● **RECORDS TO PROCESS**:
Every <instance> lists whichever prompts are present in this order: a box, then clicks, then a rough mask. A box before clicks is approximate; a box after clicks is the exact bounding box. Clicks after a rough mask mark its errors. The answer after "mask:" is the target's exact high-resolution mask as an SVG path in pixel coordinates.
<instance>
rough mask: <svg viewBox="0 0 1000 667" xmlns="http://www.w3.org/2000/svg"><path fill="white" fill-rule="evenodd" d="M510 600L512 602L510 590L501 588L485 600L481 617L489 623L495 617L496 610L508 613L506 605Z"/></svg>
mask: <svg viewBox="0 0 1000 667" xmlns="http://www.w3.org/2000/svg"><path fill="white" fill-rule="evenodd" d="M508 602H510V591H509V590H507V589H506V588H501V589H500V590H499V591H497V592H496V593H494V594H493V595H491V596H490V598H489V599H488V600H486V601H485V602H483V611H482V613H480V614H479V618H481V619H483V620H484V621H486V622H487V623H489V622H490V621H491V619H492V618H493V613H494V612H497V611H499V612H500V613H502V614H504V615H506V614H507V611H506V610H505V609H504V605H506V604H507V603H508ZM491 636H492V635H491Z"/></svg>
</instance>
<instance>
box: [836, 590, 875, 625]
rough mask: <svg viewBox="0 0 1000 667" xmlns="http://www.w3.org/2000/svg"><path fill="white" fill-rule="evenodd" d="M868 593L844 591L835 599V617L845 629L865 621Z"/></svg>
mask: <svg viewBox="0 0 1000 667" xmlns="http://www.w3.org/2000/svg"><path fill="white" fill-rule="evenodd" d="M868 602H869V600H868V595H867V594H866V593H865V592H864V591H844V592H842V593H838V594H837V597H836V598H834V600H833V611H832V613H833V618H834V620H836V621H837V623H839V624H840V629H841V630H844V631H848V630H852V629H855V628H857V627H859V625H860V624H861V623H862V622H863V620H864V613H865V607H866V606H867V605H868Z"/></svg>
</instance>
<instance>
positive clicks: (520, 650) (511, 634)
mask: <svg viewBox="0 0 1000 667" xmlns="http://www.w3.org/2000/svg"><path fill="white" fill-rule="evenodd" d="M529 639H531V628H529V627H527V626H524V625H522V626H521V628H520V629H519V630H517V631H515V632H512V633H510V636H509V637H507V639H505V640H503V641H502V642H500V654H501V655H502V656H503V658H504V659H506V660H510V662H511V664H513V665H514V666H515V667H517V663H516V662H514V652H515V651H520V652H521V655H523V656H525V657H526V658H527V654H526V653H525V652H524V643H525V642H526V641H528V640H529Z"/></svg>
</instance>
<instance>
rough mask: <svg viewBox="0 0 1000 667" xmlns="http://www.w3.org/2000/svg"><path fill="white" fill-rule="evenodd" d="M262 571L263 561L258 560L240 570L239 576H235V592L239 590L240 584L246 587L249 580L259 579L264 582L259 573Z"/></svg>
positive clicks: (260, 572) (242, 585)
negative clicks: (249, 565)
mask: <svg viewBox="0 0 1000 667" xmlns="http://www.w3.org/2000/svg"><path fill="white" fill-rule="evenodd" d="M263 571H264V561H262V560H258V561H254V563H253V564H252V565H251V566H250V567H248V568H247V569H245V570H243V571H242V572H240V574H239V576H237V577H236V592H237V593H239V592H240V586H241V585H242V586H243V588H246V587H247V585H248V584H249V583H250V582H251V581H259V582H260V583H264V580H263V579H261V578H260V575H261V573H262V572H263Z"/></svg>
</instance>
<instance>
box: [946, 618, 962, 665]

● **EXERCISE BRIEF**: The expected response is every record, reproduced word for word.

● **EXERCISE RESPONSE**:
Every <instance> lists whichever prompts are present in this order: a box, then clicks, then a rough mask. A box before clicks is approximate; a box after clicks is the exact bounding box. Clicks after a rough mask mark its errors. The answer after "mask:" is the target's exact high-resolution mask as an SVG path in pixel coordinates.
<instance>
rough mask: <svg viewBox="0 0 1000 667" xmlns="http://www.w3.org/2000/svg"><path fill="white" fill-rule="evenodd" d="M510 600L512 602L510 590L501 588L485 600L481 617L489 623L495 617L496 610L508 613L506 605Z"/></svg>
mask: <svg viewBox="0 0 1000 667" xmlns="http://www.w3.org/2000/svg"><path fill="white" fill-rule="evenodd" d="M508 602H510V591H509V590H507V589H506V588H501V589H500V590H499V591H497V592H496V593H494V594H493V595H491V596H490V598H489V599H488V600H486V601H485V602H483V611H482V613H480V614H479V618H481V619H483V620H484V621H486V622H487V623H489V622H490V621H491V619H492V618H493V613H494V612H497V611H499V612H500V613H502V614H504V615H506V614H507V611H506V610H505V609H504V605H506V604H507V603H508ZM491 636H492V635H491Z"/></svg>
</instance>
<instance>
box: [836, 590, 875, 625]
rough mask: <svg viewBox="0 0 1000 667" xmlns="http://www.w3.org/2000/svg"><path fill="white" fill-rule="evenodd" d="M868 593L844 591L835 599V617L845 629L865 621Z"/></svg>
mask: <svg viewBox="0 0 1000 667" xmlns="http://www.w3.org/2000/svg"><path fill="white" fill-rule="evenodd" d="M868 602H869V600H868V595H867V594H866V593H865V592H864V591H844V592H842V593H838V594H837V597H836V598H834V600H833V611H832V613H833V618H834V620H836V621H837V623H839V624H840V629H841V630H844V631H848V630H852V629H855V628H857V627H859V625H860V624H861V623H862V622H863V620H864V613H865V607H866V606H867V605H868Z"/></svg>
</instance>
<instance>
positive clicks: (520, 650) (511, 634)
mask: <svg viewBox="0 0 1000 667" xmlns="http://www.w3.org/2000/svg"><path fill="white" fill-rule="evenodd" d="M529 639H531V628H529V627H527V626H524V625H522V626H521V628H520V629H519V630H517V631H515V632H512V633H510V636H509V637H507V639H505V640H503V641H502V642H500V654H501V655H502V656H503V658H504V659H506V660H510V662H511V664H513V665H514V666H515V667H517V663H516V662H514V652H515V651H520V652H521V655H523V656H525V657H526V658H527V654H526V653H525V652H524V643H525V642H526V641H528V640H529Z"/></svg>
</instance>
<instance>
rough mask: <svg viewBox="0 0 1000 667" xmlns="http://www.w3.org/2000/svg"><path fill="white" fill-rule="evenodd" d="M262 571L263 561L258 560L240 570L239 576H235V592L239 590L240 584L246 587L249 580L259 579L264 582L259 573Z"/></svg>
positive clicks: (260, 572) (242, 585)
negative clicks: (249, 565)
mask: <svg viewBox="0 0 1000 667" xmlns="http://www.w3.org/2000/svg"><path fill="white" fill-rule="evenodd" d="M263 571H264V561H262V560H258V561H254V563H253V564H252V565H251V566H250V567H248V568H247V569H245V570H243V571H242V572H240V574H239V576H237V577H236V592H237V593H239V592H240V586H241V585H242V586H243V588H246V587H247V585H248V584H249V583H250V582H251V581H259V582H260V583H264V580H263V579H261V578H260V575H261V573H262V572H263Z"/></svg>
</instance>
<instance>
box: [946, 618, 962, 665]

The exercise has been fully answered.